• _SOURCE TEXT_:
[Start of section]

Top energy IT officials say they are challenged to meet the new rules because the massive systems control and data acquisition (SCADA) systems used to manage their resources increasingly are based on Windows and Unix but weren’t really designed with network security in mind. The systems often don’t work easily with antivirus software and can be tough to patch, they say.

In addition, the SCADA systems increasingly share the same corporate network as other business applications, but the people running the SCADA and voice/data networks are on separate teams. “In companies I’ve seen, they choose to be separate," said Evon Salle, senior information systems auditor at OGE Energy, in Oklahoma City, and a forum participant at the IT Security World Conference here.

Congress took up the cause of greater SCADA security after a massive power blackout in the summer of 2003, passing legislation that has led to the creation of nine Critical Infrastructure Protection (CIP) rules.

These were devised under the aegis of the North American Electric Reliability Council (NERC), the trade group recently chosen by the Federal Energy Regulatory Commission to set mandatory security standards for the energy sector. NERC also is expected to be in charge of rules enforcement, which could include dishing out million-dollar fines for noncompliance.

The CIP rules cover areas such as reporting sabotage, ensuring physical security, monitoring and running antivirus controls, and doing patch updates on all critical assets, including control centers, substations and SCADA systems.

Energy companies say they’re prodding SCADA operations groups to work with the corporate IT departments to impose firewalls, access control, encryption and antivirus controls if they weren’t there before. But technical challenges remain.

“A lot of times you won’t have virus protection in a SCADA environment," Salle said.

“Virus software, such as from McAfee and Symantec, thinks the SCADA system is a virus and that’s why you can’t run it."

[End of section]

• _TASK INSTRUCTIONS_:
- a) According to the SCADA security text, how many Critical Infrastructure Protection rules came out of the legislation Congress passed?
- b) Please write out the SCADA security text from "In addition, the" up to and including "Protection (CIP) rules.".

• _INPUT DATA_:

[Start of section]

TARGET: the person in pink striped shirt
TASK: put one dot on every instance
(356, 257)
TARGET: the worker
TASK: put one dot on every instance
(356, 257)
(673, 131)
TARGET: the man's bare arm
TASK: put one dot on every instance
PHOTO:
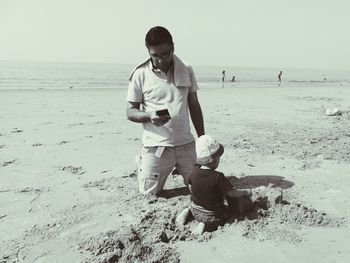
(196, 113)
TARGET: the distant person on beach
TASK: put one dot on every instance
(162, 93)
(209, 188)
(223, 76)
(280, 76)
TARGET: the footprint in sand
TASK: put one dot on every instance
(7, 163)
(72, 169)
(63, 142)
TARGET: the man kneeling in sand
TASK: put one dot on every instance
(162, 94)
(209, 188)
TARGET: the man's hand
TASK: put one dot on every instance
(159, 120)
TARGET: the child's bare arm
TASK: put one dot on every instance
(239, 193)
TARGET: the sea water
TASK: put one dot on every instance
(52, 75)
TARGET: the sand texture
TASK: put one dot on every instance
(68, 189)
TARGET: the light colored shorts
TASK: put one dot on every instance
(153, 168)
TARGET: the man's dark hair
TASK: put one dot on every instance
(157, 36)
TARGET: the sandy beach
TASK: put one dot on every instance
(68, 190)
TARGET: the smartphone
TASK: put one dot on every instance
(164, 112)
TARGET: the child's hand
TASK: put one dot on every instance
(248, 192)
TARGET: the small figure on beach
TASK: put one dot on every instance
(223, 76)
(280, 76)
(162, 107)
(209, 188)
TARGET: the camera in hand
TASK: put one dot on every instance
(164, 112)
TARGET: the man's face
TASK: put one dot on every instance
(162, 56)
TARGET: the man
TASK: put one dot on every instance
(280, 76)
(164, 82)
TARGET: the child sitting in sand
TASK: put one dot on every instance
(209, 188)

[End of section]

• _ANSWERS FOR THIS EXERCISE_:
- a) Nine.

- b)
In addition, the SCADA systems increasingly share the same corporate network as other business applications, but the people running the SCADA and voice/data networks are on separate teams. “In companies I’ve seen, they choose to be separate," said Evon Salle, senior information systems auditor at OGE Energy, in Oklahoma City, and a forum participant at the IT Security World Conference here.

Congress took up the cause of greater SCADA security after a massive power blackout in the summer of 2003, passing legislation that has led to the creation of nine Critical Infrastructure Protection (CIP) rules.